*EXERCISE INSTRUCTIONS:* Set the records down again. Match every line exactly.

Stored items:
☆ ☆ ☆ ☆

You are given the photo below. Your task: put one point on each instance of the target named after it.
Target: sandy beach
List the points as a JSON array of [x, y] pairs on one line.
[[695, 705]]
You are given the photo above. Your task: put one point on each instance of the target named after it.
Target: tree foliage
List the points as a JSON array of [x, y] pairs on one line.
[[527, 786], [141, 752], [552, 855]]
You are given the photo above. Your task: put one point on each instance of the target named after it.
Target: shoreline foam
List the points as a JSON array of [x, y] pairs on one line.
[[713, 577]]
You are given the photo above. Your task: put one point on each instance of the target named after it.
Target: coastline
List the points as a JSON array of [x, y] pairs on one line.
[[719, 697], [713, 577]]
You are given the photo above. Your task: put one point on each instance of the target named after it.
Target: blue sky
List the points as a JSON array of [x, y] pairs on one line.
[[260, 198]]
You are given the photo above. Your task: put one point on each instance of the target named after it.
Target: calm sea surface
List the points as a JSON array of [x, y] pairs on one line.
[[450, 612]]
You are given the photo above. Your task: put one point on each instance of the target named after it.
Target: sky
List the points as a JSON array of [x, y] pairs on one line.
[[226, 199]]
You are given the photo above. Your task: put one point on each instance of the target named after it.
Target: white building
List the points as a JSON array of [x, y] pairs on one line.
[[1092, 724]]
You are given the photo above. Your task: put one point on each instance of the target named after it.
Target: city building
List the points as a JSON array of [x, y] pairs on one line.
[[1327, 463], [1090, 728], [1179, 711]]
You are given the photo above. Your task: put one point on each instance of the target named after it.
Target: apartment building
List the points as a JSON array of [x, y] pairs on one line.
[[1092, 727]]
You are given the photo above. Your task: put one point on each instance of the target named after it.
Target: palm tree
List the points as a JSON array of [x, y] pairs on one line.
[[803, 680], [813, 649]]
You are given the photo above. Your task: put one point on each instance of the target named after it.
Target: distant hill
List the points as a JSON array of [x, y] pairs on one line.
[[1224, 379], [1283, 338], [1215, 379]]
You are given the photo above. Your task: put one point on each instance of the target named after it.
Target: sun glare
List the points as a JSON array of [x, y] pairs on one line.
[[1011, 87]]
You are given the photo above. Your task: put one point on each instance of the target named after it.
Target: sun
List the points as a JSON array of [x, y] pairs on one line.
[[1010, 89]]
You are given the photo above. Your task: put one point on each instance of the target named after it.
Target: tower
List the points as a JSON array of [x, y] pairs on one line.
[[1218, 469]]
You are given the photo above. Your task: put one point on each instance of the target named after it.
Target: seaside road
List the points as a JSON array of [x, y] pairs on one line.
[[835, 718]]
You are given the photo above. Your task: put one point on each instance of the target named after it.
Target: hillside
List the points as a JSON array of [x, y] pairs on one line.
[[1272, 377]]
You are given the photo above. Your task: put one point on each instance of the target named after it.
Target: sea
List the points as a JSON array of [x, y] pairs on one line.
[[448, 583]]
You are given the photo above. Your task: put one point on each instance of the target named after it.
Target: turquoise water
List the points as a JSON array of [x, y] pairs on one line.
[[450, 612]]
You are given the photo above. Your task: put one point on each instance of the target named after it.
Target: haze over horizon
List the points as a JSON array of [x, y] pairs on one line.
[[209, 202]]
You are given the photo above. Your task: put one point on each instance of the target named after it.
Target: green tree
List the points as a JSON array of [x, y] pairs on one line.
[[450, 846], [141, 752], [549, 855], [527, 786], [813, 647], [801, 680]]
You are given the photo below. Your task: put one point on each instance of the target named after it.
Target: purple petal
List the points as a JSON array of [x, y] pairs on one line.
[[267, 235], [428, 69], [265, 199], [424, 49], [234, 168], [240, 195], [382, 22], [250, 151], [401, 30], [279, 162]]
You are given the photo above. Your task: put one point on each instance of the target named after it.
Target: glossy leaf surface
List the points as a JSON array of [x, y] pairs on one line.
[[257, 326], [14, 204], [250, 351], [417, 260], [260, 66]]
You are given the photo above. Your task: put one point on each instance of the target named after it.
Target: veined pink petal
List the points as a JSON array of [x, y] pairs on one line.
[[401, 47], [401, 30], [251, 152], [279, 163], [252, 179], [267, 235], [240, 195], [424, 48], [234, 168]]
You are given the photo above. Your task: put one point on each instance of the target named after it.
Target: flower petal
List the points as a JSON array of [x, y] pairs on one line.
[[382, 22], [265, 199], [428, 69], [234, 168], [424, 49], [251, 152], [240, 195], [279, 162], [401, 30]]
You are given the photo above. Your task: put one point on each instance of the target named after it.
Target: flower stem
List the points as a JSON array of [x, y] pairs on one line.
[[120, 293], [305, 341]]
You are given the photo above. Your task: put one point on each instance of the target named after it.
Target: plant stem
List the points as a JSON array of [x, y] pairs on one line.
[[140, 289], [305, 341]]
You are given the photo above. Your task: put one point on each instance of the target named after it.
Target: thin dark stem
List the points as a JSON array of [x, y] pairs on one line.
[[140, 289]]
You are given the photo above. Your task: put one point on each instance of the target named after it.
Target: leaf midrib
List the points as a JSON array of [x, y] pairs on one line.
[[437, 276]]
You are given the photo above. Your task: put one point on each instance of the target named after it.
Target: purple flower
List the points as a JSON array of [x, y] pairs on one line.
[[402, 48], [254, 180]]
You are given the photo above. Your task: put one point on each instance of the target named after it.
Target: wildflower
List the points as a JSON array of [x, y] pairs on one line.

☆ ☆ ☆ ☆

*TASK ANSWER:*
You are given the photo below. Your task: put one point on each instance of the target named after it.
Target: sandy beach
List the points as a JSON array of [x, y] pairs on one line.
[[695, 705]]
You are given the photo above. Your task: put one point on each instance of the target named after it.
Target: tree foliage
List the points as a JSON array of [x, y] pairs on one line.
[[527, 786], [141, 752], [552, 855]]
You are given the photo above. Your task: put one point on each instance of the target named after it.
Target: shoreline foam
List the points as a JSON array of [x, y] pairs on one line.
[[713, 577]]
You are given the photo above. Your task: put one point on each instance of the target named after it.
Target: coastline
List the points as a JSON array of [x, y] pairs on one line.
[[719, 697], [713, 577]]
You are given the photo above. Your task: put one point on each instance of the target named after it.
Target: blue sky
List the points as a JSON array of [x, y] pairs on one line.
[[260, 198]]
You are given the photo above. Your task: put one point on each instance of the target named after it.
Target: calm sea surface
List the points as a JSON array of [x, y] pairs on one line.
[[450, 612]]
You are given the photo above. Your task: put one point on each instance of the target named after it.
Target: sky
List the points as a JSON array of [x, y] pairs on one line.
[[226, 199]]
You are given the photo above. Your task: put one point on each instance of the target named after it.
Target: white building
List the points as a JSON array of [x, y] pairs on one line.
[[1092, 724]]
You are given the photo above. Your task: put one point on each instance of the target named after it.
Target: city building
List the points as a JSON array of [x, y] pairs on one line.
[[1327, 463], [1090, 728], [1179, 711]]
You are given the photo above. Your task: put one point on each instance of the target named after it.
Target: apartment building
List the points as a JSON array of [x, y] pairs on one line.
[[1092, 727]]
You are given the photo above. Your task: put one point on each instance of the target named after it.
Target: palm tree
List the points as a JSON array of [x, y] pairs on one line.
[[803, 680], [813, 649]]
You are given the photo above. Your task: put one point on each instance of the target named after it.
Target: distant hill
List the points as a JSON array of [x, y] pairs on one line.
[[1224, 379], [1283, 338], [1215, 379]]
You are given the photo above. Your task: put one point on each instance of the target named after it.
Target: sun glare
List the points as a JSON array of [x, y] pairs on one line.
[[1011, 87]]
You are given the photo above. Your task: put one point on each instance of the target named after it.
Target: sun
List the points as a JSON array of [x, y] pairs on one line.
[[1010, 89]]
You are given the photo above. Your task: put one point on each instance of the target named after it.
Target: tower
List the points as a JSON array of [x, y] pairs on one line.
[[1218, 469]]
You are given the photo above. Your task: put one point on each instance of the target named after it.
Target: seaside road
List the points as a JSON array of [x, y] pairs on one line.
[[835, 718]]
You are given the photo above. Your task: put one point on each instance of the target named after it.
Target: hillside
List the points as a JSON array of [x, y] pairs on one line.
[[1272, 377]]
You are given the photo above. Your task: put one point on each instance of the target named after it.
Target: sea
List the points as a JSON array of [x, y] pairs on one line.
[[448, 583]]
You are given the photo above. Your task: put one point on each instance of the target named after it.
Target: turquoise water
List the points as a JSON array of [x, y] pairs on one line.
[[450, 612]]
You are given the photo above. Your task: put one point on each instance of the target named after it.
Target: haze over horizon
List the points as a JSON array of [x, y] pairs on one line.
[[209, 202]]
You are given the photo above. Your task: put one point on each instance of the target named after it.
Target: green tree
List the points as a JSON array of [x, y] pairs on one line.
[[450, 846], [141, 752], [549, 855], [527, 786], [813, 647], [801, 680]]
You are given the photo below. Your task: put one point on each instance of the target named after it.
Target: purple petal
List the points as a JSON array of [x, y] pairs on one line.
[[267, 235], [428, 69], [265, 199], [424, 49], [234, 168], [240, 195], [382, 22], [250, 151], [401, 30], [279, 162]]
You are given the photo above. Your task: put one point on each instance of the target named after it.
Target: glossy leaf surface
List the points as a JSON array of [x, y] pairs on one line.
[[257, 326], [14, 204], [250, 351], [417, 260], [260, 66]]
You are given the photo above. Your task: put one point on each instance of the target named after it.
Target: veined pink petal
List the points as a JSON array of [x, y] pairs on one line.
[[401, 47], [401, 30], [251, 152], [279, 163], [252, 179], [267, 235], [240, 195], [424, 48], [234, 168]]
You are given the photo above. Your task: put one point on each instance of the target named after it.
Target: flower petal
List the points as a JSON array of [x, y] pairs on one line.
[[382, 22], [265, 199], [428, 69], [234, 168], [424, 49], [251, 152], [240, 195], [279, 162], [401, 30]]
You are given the photo above. Your task: put one point on each instance of the target named after it.
Target: flower stem
List the points as a JSON array of [x, y] pairs on one line.
[[120, 293], [305, 341]]
You are given the photo above. Your task: put one point on each instance of the target named after it.
Target: plant stem
List the points as a JSON array of [x, y] pairs on one line.
[[140, 289], [305, 341]]
You are given the photo above. Your task: put one point on each instance of the target named after it.
Target: thin dark stem
List the points as a JSON array of [x, y] pairs on one line.
[[140, 289]]
You are given the photo above. Your task: put one point on each instance of the target named after it.
Target: leaf midrib
List the points as a JSON array of [x, y] pairs on one line.
[[437, 276]]
You are given the photo above. Your task: put one point on each instance of the target named after it.
Target: purple flower
List the points as a JSON array of [x, y] pairs on one line.
[[402, 48], [254, 180]]
You are given the photo above. Your task: put one point on each instance of the target named after it.
Target: wildflower
List the points as a JSON array of [x, y] pairs on one line.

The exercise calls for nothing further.